─── Data rows ───

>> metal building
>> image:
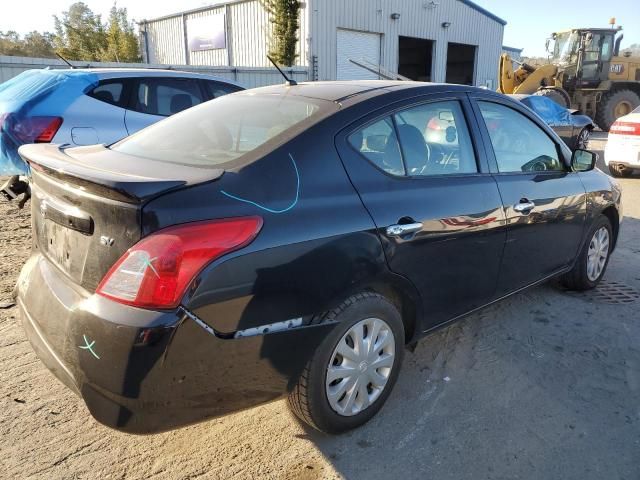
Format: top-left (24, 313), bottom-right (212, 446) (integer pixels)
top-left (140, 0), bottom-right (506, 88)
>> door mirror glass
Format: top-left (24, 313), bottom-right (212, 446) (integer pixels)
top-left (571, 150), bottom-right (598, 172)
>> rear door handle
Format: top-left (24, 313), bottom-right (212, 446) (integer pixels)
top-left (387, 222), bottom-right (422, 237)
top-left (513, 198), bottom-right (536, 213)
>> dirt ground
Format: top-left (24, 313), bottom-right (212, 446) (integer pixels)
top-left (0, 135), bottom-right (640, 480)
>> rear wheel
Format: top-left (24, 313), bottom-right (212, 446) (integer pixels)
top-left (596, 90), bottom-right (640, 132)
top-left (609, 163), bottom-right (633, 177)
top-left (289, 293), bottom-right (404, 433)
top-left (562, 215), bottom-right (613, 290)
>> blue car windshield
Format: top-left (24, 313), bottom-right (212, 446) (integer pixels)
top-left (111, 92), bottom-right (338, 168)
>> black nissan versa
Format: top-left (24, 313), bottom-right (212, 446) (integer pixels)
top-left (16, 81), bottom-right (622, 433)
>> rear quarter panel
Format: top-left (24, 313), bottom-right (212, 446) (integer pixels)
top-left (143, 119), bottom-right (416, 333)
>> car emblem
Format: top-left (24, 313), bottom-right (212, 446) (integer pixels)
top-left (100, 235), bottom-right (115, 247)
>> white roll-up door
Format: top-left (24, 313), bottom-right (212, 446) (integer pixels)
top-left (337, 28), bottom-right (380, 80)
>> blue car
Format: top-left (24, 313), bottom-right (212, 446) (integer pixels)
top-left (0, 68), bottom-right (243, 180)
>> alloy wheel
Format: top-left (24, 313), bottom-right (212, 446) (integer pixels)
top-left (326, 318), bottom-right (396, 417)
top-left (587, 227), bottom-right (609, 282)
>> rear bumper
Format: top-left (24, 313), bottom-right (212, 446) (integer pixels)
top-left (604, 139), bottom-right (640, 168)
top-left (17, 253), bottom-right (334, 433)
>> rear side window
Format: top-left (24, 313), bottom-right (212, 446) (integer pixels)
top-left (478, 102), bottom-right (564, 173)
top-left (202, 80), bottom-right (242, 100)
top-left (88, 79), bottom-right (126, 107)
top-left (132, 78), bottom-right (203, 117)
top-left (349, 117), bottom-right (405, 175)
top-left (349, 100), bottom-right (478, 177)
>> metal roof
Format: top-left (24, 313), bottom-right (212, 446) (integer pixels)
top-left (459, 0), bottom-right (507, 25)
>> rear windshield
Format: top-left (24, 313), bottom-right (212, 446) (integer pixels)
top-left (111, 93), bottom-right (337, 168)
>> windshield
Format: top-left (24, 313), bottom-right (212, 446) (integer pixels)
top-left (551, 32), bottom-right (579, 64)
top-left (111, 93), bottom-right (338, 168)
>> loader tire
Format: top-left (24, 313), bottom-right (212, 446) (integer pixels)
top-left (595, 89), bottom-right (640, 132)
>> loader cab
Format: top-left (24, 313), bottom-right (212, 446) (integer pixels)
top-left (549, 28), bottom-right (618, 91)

───
─── Data rows ───

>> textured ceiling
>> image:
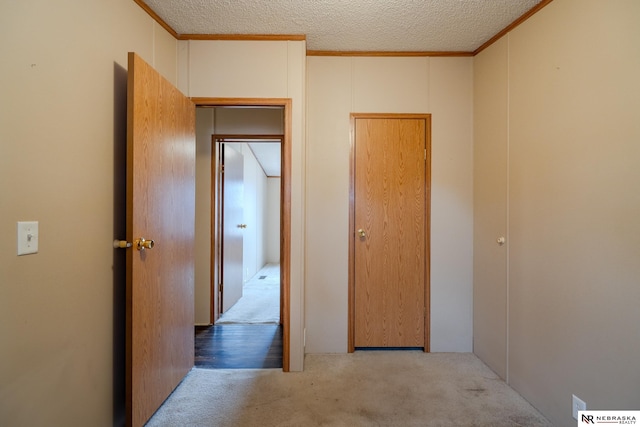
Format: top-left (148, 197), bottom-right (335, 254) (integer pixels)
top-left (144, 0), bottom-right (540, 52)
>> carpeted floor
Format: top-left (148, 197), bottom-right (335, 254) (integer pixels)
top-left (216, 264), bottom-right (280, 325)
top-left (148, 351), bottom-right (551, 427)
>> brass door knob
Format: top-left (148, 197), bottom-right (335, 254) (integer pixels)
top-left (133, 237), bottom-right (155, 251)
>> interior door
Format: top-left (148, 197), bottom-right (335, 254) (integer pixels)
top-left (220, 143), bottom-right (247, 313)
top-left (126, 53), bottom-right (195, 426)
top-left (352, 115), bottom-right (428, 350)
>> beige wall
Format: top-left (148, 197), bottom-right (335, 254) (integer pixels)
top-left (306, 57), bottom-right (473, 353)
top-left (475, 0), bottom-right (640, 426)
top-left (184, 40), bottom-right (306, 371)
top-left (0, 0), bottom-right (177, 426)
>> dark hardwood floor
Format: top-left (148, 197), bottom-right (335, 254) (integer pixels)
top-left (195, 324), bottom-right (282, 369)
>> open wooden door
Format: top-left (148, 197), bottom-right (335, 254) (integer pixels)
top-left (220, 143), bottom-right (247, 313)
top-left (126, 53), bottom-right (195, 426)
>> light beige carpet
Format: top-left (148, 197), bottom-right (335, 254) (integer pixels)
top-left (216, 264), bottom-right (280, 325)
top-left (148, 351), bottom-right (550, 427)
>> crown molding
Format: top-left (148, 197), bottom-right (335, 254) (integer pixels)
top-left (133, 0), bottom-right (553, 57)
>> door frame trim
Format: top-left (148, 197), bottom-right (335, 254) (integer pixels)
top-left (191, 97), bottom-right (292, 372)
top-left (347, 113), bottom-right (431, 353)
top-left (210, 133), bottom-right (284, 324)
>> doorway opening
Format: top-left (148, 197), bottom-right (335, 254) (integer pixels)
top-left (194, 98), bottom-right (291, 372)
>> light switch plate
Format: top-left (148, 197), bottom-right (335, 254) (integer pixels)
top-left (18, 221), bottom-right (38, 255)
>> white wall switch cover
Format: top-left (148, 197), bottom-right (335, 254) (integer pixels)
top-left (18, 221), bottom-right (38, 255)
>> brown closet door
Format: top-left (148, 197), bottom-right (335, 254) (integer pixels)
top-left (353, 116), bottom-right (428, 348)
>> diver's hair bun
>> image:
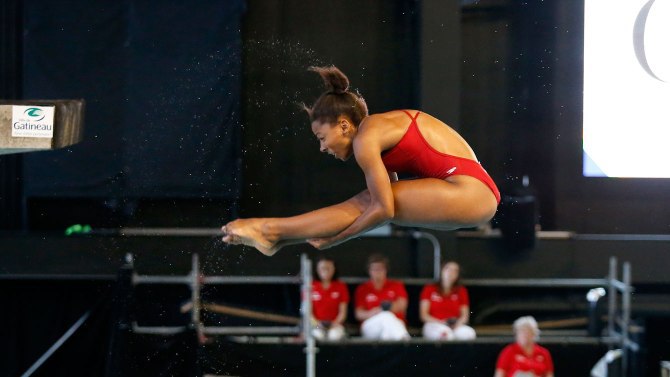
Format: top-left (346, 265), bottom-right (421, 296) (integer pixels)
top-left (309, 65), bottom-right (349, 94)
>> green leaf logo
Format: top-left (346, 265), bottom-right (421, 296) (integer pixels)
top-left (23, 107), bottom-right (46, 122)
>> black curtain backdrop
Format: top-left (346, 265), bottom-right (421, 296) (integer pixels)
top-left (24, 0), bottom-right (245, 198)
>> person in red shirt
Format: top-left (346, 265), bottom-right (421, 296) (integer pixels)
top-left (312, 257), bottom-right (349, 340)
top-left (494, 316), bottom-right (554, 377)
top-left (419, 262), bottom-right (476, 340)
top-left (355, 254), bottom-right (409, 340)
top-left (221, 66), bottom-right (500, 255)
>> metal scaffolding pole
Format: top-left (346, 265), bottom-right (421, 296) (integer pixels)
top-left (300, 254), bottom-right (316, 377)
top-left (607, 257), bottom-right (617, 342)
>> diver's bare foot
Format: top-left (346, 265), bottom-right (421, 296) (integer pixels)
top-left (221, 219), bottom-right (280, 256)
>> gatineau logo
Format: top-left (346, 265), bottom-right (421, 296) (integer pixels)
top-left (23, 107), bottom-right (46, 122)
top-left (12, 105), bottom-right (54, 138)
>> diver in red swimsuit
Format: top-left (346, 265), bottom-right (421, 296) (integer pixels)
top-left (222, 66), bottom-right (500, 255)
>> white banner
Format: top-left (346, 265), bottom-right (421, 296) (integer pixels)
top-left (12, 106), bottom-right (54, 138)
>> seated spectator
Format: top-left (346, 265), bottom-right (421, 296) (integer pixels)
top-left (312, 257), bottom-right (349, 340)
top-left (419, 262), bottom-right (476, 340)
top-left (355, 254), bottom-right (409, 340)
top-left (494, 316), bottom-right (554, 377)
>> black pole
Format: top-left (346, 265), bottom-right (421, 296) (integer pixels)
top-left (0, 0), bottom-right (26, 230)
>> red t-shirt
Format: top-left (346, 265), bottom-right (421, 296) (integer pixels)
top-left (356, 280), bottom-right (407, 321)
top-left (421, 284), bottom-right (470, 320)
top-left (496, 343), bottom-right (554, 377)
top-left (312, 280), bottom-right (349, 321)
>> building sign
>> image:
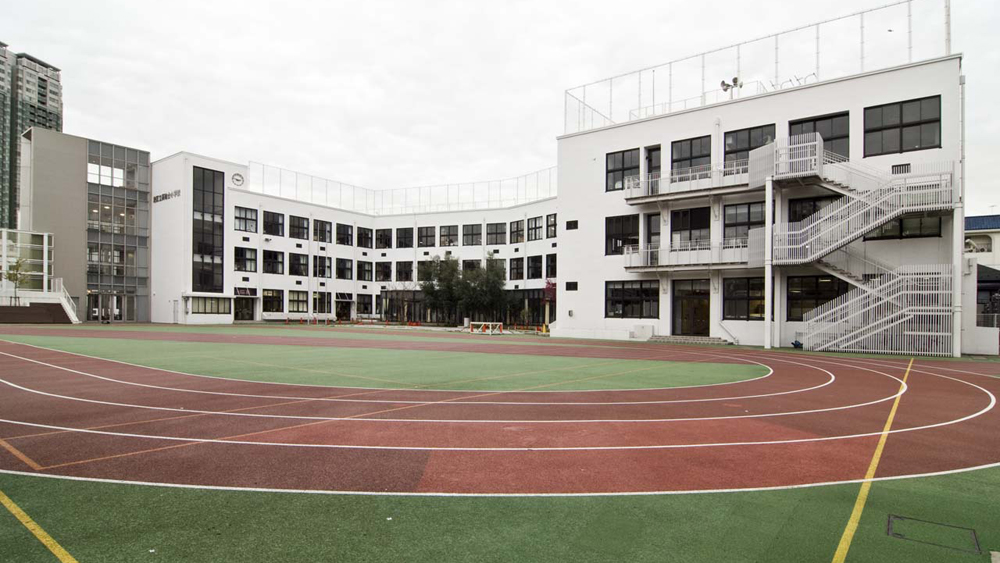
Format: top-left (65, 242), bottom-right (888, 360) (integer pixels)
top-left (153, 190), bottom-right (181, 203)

───
─── Data rows ───

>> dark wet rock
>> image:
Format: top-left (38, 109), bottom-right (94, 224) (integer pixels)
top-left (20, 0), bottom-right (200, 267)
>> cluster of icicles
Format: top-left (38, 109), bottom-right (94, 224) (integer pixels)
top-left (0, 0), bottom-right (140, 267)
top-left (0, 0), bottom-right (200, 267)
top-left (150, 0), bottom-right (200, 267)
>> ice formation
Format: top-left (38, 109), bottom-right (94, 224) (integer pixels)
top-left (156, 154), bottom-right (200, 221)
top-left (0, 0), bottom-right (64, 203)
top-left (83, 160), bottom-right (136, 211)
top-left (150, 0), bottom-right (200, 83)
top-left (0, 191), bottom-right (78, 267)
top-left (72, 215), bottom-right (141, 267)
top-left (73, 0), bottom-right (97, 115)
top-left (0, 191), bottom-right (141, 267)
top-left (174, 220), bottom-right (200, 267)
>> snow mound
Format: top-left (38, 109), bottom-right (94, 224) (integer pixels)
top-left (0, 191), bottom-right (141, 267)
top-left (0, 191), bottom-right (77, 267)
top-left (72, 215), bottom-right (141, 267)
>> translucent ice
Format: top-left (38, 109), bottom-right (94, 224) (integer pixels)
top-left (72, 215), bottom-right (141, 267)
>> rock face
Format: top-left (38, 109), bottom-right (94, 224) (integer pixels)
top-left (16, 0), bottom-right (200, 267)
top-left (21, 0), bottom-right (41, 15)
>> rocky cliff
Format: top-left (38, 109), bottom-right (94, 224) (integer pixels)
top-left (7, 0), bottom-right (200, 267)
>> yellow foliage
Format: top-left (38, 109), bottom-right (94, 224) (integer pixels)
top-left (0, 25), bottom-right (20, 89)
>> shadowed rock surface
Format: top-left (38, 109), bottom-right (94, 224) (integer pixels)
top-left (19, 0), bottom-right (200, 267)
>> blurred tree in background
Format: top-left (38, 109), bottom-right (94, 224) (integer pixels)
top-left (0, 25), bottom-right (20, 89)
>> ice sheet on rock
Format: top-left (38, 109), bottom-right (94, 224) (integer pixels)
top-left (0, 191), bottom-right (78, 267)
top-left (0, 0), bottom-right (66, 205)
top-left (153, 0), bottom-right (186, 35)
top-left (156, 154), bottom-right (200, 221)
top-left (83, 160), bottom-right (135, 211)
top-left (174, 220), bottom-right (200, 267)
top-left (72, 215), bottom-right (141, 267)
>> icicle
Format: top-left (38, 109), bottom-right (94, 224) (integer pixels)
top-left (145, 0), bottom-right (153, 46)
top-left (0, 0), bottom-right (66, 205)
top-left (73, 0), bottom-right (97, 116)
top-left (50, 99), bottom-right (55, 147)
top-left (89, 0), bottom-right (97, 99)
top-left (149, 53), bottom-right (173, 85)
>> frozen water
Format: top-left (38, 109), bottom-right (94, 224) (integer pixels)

───

## Task to carry out
Rewrite the items starting with the line that contains "blue car windshield" and going on through the line that contains "top-left (549, 28), bottom-right (618, 91)", replacing "windshield" with "windscreen" and leaving everything else unchanged. Return only those lines.

## Written reply
>> blue car windscreen
Format: top-left (24, 313), bottom-right (212, 446) (integer pixels)
top-left (111, 92), bottom-right (338, 168)
>> black nissan versa
Format: top-left (24, 313), bottom-right (212, 446) (integer pixels)
top-left (16, 81), bottom-right (622, 433)
>> rear quarter panel
Format: top-left (24, 313), bottom-right (212, 446) (integer pixels)
top-left (143, 119), bottom-right (416, 333)
>> car emblem
Format: top-left (24, 313), bottom-right (212, 446) (integer pixels)
top-left (100, 235), bottom-right (115, 247)
>> white roll-up door
Format: top-left (24, 313), bottom-right (212, 446) (integer pixels)
top-left (337, 28), bottom-right (380, 80)
>> blue car
Format: top-left (24, 313), bottom-right (212, 446) (integer pixels)
top-left (0, 68), bottom-right (243, 180)
>> alloy wheel
Format: top-left (24, 313), bottom-right (212, 446) (integer pixels)
top-left (326, 318), bottom-right (396, 417)
top-left (587, 227), bottom-right (609, 282)
>> rear bumper
Format: top-left (24, 313), bottom-right (212, 446) (integer pixels)
top-left (604, 139), bottom-right (640, 168)
top-left (17, 253), bottom-right (334, 433)
>> rear side window
Format: top-left (24, 313), bottom-right (212, 446) (integer pixels)
top-left (478, 102), bottom-right (564, 173)
top-left (202, 80), bottom-right (242, 100)
top-left (88, 79), bottom-right (126, 107)
top-left (132, 78), bottom-right (203, 117)
top-left (349, 117), bottom-right (405, 175)
top-left (349, 100), bottom-right (478, 177)
>> metal roof
Format: top-left (24, 313), bottom-right (212, 446) (integer pixels)
top-left (459, 0), bottom-right (507, 25)
>> rear windscreen
Format: top-left (24, 313), bottom-right (212, 446) (integer pixels)
top-left (111, 93), bottom-right (337, 168)
>> windscreen
Format: top-left (24, 313), bottom-right (212, 446) (integer pixels)
top-left (551, 32), bottom-right (579, 64)
top-left (111, 93), bottom-right (338, 168)
>> loader tire
Format: top-left (24, 313), bottom-right (212, 446) (integer pixels)
top-left (595, 89), bottom-right (640, 132)
>> loader cab
Format: top-left (24, 313), bottom-right (212, 446) (integer pixels)
top-left (549, 28), bottom-right (618, 91)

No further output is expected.